**Dataset entries**
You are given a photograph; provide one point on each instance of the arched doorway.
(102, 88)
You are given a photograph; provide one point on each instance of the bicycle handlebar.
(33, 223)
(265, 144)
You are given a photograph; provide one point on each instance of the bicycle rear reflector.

**Task to carry out**
What must be returned is the line with "the bicycle handlebar." plus every line after it to the end of the entries, exactly as they appear.

**Answer to this task**
You are given a photograph; provide one point on each instance of the bicycle handlebar.
(33, 223)
(265, 144)
You are given a photograph; provide one point on each instance of the bicycle rear reflector.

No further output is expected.